▶ _EXERCISE SET_:
A. Copy the text on transaction recovery, beginning at the words "Spring Neo4j XA" and stopping after "implemented by JTA.", and put "failure" in place of "crash".
B. Write the next part of the text on transaction recovery, picking up after its final sentence.

▶ _PASSAGE_:
◇ ◇ ◇

/spring-neo4j-tx

Spring Neo4j XA Transaction Manager Test project

Primary LanguageJava

The problems with recovery
	- or -
why this thing doesn't work yet
-------------------------------

While the most common usage of transaction managers is the coordination of transactional resources with a protocol like 2PC,
another critical aspect of their usage comes from the ability to recover transactions that have failed due to system crash,
be that the transaction manager itself, another coordinating resource (like the OS) or one of the participating resources. For
the rest of this text, we will focus on XA compliant transactional systems (transaction manager + transactional resources) as
implemented by JTA.

While the JTA specification is very descriptive of almost all the aspects of distributed transactions, including the recovery process,
it leaves out a critical issue: how the XA resources that participated in a global transaction that was not decided upon because of
a crash will register with and inform the coordinating transaction manager of the xid of dangling local transactions, their vote etc.
Because of that, every implementation has its own way of dealing with the issue (for example, JOTM is simply happy to have instances
of XAResource registered and recovery being asked for explicitly while JBoss asks for serialized objects to be available somewhere 
for retrieval).

This leads to a situation where having true distributed transactions with JTA in a manner transparent over the actual txm implementation
is next to impossible. While the instantiation/retrieval of the TransactionManager object can be abstracted, the recovery process is
too tightly bound to the lifecycle of the applications that implement XAResource and of the way the txm implementation does recovery.

◇ ◇ ◇

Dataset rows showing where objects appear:
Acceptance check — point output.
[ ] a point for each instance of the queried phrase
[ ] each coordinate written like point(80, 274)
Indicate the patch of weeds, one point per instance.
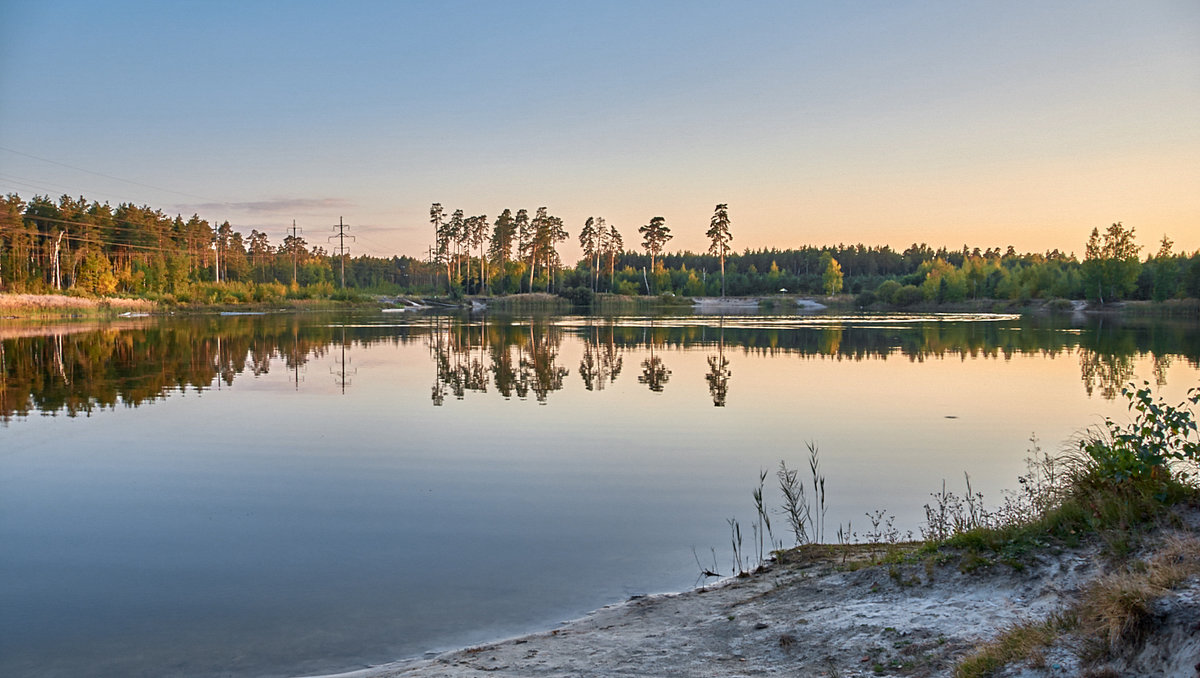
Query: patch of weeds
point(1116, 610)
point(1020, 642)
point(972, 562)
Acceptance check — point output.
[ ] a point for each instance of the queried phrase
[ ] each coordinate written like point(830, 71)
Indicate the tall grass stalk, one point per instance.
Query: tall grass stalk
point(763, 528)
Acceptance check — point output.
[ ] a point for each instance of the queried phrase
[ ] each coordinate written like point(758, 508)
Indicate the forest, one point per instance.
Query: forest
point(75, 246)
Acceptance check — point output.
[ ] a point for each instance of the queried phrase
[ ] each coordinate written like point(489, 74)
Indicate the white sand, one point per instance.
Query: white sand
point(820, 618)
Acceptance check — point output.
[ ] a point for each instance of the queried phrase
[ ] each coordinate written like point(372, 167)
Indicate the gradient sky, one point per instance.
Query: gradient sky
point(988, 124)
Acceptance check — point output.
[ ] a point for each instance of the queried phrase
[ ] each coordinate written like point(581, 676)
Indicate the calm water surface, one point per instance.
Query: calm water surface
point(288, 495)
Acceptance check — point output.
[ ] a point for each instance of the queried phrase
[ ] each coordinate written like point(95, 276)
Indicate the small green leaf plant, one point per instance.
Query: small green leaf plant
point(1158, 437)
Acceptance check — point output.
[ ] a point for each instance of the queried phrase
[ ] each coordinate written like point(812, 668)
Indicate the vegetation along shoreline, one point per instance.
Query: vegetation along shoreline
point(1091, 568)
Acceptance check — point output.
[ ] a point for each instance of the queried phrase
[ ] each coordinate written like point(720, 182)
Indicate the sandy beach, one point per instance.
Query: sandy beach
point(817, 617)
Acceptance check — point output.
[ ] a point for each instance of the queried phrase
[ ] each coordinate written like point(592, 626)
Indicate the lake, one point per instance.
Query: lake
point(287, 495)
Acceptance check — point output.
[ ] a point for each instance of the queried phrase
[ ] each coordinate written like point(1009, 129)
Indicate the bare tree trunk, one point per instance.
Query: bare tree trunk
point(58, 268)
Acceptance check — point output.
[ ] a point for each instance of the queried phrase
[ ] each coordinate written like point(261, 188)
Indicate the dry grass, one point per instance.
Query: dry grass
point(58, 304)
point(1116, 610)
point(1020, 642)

◇ ◇ ◇

▶ _OUTPUTS FOR THE TASKS_:
A.
Spring Neo4j XA Transaction Manager Test project

Primary LanguageJava

The problems with recovery
	- or -
why this thing doesn't work yet
-------------------------------

While the most common usage of transaction managers is the coordination of transactional resources with a protocol like 2PC,
another critical aspect of their usage comes from the ability to recover transactions that have failed due to system failure,
be that the transaction manager itself, another coordinating resource (like the OS) or one of the participating resources. For
the rest of this text, we will focus on XA compliant transactional systems (transaction manager + transactional resources) as
implemented by JTA.

B.
The question here is of course how does Spring fare on this aspect, since it provides a uniform access method irrespective of the actually
plugged in implementation of the txm. If it indeed succeeds in transparently handling recovery after crashes then there are no problems and
everything should work as expected simply by registering resources in the Transaction object. If, however, there is no such facility in place
yet, then recovery cannot work. Let's see an example

If I have configured jotm as the txm implementation, then I can simply retrieve the object (as a TransactionManager) from the
org.springframework.transaction.jta.JtaTransactionManager and have my XAResources registered there. The same goes for every other
part that is ready to participate in 2PC and the user is blissfully unaware of the actual workings. However, if the system crashes, then
jotm expects calls to Current.getTransactionRecovery().registerResourceManager() that will register all previously used resources
and then a call to Current.getTransactionRecovery().startResourceManagerRecovery() to actually recover all pending txs. JBoss does this
differently, as does Atomikos etc. Also, this call must be blocking because there is no requirement that a XA compatible storage system
must be able to serve requests while transactions are pending. Neo4j, for instance, will not serve requests while the store is not restored
to a clean state.

So, the question for the Spring hackers is, how do you provide recovery guarantees for all TransactionManager implementations you support
while hiding the details from the XA enabled components running in your framework? Or, to be more specific, if Neo4j uses the user configured,
external txm implementation via the Spring interfaces, what steps/API should it use to ensure that it will be recovered after a crash?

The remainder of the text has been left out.